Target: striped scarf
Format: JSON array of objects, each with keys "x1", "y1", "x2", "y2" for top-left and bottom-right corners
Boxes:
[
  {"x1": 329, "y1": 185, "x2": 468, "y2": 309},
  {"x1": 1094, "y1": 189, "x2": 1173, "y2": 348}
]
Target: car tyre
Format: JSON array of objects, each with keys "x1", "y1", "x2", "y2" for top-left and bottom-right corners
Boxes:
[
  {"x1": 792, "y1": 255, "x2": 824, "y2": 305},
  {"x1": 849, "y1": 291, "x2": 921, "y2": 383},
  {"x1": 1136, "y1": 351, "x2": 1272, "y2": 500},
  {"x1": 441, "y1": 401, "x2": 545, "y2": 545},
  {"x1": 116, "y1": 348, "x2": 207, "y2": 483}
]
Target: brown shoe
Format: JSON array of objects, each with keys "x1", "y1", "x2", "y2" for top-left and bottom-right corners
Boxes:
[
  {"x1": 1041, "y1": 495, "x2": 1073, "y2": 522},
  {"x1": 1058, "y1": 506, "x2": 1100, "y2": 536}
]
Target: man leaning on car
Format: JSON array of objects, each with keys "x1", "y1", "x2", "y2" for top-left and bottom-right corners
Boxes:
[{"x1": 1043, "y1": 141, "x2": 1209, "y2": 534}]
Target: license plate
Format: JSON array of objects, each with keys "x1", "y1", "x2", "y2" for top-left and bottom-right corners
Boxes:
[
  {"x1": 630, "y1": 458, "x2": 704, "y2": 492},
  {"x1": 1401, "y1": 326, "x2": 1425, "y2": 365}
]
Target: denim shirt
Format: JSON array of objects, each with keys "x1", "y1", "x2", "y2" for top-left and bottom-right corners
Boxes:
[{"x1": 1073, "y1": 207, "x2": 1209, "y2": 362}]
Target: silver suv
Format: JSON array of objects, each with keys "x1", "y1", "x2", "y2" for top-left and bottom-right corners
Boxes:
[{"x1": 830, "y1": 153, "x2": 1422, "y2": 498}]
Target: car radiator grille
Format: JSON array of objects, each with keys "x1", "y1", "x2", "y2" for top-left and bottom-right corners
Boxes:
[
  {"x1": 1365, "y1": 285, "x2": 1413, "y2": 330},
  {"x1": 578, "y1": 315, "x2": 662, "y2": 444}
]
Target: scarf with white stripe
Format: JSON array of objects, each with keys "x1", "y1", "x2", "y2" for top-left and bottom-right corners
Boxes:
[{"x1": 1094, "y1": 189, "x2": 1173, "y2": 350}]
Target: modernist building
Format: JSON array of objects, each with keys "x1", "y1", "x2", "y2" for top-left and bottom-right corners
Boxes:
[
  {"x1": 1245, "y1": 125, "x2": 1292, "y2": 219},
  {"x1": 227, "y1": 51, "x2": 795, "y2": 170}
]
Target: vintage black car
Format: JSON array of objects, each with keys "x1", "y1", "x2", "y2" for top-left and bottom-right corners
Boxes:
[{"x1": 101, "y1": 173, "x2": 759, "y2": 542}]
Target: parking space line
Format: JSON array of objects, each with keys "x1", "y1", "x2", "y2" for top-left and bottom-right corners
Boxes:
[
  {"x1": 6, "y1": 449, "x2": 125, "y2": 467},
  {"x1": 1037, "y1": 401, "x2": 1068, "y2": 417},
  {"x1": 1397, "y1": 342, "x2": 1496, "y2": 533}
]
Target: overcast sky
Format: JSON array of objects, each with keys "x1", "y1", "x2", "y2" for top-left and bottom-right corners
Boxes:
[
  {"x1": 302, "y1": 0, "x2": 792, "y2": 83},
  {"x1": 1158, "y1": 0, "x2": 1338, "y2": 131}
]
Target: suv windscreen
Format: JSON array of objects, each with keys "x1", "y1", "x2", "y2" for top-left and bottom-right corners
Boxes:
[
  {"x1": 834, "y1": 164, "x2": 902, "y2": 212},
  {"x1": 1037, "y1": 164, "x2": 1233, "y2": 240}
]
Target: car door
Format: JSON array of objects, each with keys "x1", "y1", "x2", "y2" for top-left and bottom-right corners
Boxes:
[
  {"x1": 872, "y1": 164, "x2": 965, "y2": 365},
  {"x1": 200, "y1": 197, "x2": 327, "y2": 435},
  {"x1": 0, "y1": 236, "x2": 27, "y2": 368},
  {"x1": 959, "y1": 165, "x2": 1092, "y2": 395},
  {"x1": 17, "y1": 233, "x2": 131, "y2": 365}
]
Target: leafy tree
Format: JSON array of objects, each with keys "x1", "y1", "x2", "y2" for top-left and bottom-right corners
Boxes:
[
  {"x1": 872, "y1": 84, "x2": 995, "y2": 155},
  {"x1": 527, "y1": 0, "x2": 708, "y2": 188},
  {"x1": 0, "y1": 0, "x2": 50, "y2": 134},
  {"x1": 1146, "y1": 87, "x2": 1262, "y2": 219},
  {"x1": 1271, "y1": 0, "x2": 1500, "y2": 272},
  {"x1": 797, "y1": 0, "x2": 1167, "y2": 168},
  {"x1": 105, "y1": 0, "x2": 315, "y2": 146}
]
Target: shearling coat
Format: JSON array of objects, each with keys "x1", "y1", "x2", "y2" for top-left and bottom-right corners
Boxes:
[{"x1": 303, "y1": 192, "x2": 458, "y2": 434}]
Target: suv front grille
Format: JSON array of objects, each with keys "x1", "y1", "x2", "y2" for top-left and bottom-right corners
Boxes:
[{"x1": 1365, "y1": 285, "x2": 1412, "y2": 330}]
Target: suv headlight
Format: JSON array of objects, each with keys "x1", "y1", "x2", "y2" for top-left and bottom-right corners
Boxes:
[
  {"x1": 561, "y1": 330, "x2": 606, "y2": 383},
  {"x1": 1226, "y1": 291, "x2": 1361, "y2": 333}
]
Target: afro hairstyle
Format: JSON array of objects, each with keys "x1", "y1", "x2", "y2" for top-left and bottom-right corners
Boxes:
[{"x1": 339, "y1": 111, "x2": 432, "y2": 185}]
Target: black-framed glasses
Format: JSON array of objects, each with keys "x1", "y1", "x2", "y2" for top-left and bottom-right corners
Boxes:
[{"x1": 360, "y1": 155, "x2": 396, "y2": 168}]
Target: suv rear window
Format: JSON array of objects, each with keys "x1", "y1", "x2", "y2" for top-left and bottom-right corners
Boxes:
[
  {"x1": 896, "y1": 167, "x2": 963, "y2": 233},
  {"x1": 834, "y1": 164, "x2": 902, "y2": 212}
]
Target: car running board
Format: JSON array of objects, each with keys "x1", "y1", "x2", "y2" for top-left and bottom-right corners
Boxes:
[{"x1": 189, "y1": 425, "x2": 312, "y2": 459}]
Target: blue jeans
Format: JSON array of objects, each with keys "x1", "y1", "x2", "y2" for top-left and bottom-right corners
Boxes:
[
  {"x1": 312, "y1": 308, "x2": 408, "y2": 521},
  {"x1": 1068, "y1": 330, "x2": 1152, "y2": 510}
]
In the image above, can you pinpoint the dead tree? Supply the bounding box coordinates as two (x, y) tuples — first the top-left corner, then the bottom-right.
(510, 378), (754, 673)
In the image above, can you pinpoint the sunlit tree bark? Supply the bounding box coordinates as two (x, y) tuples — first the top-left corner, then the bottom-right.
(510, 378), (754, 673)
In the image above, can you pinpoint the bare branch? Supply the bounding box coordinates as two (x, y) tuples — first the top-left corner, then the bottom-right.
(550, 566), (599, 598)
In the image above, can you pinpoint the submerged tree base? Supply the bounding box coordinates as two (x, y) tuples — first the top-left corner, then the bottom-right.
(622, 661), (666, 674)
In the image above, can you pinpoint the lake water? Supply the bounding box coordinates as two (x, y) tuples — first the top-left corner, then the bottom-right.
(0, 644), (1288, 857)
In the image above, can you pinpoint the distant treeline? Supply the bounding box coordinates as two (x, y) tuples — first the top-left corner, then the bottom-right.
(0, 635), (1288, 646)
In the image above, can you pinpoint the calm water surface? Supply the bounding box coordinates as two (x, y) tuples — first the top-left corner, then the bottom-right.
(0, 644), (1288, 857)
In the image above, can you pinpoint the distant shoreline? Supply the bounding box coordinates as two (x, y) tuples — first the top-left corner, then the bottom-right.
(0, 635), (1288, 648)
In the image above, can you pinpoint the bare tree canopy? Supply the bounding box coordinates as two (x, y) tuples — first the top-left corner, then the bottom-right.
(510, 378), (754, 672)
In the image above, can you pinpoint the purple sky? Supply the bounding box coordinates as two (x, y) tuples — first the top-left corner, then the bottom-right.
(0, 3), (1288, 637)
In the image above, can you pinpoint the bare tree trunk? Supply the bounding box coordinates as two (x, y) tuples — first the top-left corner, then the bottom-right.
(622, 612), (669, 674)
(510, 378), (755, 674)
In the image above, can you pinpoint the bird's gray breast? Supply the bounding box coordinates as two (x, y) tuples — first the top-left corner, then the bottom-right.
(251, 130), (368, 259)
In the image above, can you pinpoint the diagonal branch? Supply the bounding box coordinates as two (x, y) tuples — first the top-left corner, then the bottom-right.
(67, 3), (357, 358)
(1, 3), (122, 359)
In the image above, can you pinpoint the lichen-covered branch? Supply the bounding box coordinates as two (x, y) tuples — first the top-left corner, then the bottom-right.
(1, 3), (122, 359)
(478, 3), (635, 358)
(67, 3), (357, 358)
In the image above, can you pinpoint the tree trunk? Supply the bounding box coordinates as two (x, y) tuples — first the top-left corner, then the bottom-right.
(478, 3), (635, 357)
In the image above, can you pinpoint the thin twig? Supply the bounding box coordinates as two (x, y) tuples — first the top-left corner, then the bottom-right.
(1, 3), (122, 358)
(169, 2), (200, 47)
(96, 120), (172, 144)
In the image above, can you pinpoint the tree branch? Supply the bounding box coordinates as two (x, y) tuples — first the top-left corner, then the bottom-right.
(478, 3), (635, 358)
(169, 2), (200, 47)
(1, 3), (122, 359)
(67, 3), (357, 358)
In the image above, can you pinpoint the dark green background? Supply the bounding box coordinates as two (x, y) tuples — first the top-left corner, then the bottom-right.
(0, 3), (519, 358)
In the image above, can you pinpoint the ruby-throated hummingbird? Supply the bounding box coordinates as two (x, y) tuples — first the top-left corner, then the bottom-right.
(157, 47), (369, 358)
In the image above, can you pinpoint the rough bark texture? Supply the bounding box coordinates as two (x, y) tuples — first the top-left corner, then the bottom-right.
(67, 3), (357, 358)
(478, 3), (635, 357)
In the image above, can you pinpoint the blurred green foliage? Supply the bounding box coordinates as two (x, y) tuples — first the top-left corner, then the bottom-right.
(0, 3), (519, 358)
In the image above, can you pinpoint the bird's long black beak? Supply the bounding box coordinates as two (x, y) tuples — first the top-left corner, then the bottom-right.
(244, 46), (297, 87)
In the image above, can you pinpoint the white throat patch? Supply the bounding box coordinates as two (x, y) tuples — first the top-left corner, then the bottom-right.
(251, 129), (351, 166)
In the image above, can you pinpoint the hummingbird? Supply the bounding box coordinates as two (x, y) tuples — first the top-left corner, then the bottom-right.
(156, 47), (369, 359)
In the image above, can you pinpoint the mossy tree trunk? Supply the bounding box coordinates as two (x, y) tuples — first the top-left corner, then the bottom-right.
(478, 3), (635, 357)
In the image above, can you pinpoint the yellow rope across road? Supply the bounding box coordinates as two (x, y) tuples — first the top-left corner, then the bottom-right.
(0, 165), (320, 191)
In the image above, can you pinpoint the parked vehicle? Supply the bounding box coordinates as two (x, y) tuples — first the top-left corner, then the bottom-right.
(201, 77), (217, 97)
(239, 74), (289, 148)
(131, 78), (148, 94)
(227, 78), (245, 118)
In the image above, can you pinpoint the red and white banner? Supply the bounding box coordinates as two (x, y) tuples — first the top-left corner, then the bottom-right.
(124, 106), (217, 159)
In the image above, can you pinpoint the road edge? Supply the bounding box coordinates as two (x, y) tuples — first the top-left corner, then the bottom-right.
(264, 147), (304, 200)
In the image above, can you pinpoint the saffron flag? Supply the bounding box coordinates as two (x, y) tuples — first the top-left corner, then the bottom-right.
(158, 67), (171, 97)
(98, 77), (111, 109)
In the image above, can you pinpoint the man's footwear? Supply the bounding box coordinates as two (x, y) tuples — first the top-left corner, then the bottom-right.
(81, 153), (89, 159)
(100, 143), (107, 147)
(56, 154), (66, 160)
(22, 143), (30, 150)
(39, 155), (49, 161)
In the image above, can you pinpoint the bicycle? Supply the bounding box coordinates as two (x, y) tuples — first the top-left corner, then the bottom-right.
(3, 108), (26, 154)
---+---
Please rewrite the listing lines, starting at the line containing "Target: black-framed glasses" and ending at the line containing "(622, 661), (666, 674)", and swap "pinpoint" for "locate" while keeping everything else unchanged.

Target: black-framed glasses
Format: JSON array of objects, each with keys "x1", "y1", "x2", "y2" for top-left and bottom-right corners
Boxes:
[{"x1": 360, "y1": 155, "x2": 396, "y2": 168}]
Target: suv rear window
Format: JSON array of objects, each with keys "x1", "y1", "x2", "y2" for top-left and bottom-right corners
Boxes:
[
  {"x1": 896, "y1": 167, "x2": 963, "y2": 233},
  {"x1": 834, "y1": 164, "x2": 902, "y2": 212}
]
Target: car running board
Format: JSON array of objects, each with keys "x1", "y1", "x2", "y2" for top-left and bottom-right corners
Boxes:
[{"x1": 189, "y1": 425, "x2": 312, "y2": 459}]
Target: blue jeans
Format: JSON array of objects, each with keys "x1", "y1", "x2", "y2" for top-left and bottom-right corners
Boxes:
[
  {"x1": 312, "y1": 308, "x2": 408, "y2": 521},
  {"x1": 1068, "y1": 330, "x2": 1152, "y2": 510}
]
In the image above, can you locate the dead tree? Supply the bounding box coordinates as two (x, y) tuples — first the top-left corner, then the bottom-right.
(510, 378), (754, 673)
In the image above, can you locate the sunlit tree bark? Supply the bounding box coordinates as two (x, y) tuples — first the top-left corner, then the bottom-right.
(510, 378), (754, 673)
In the image above, can you locate the bare branch? Supply the bounding box coordinates as two (x, y) tuples — first the top-left corner, then the bottom-right.
(550, 566), (599, 598)
In the image above, can you locate the submerged tree base? Supply the bounding box coordinates as two (x, y) tuples — first the top-left corner, then the bottom-right.
(622, 661), (666, 674)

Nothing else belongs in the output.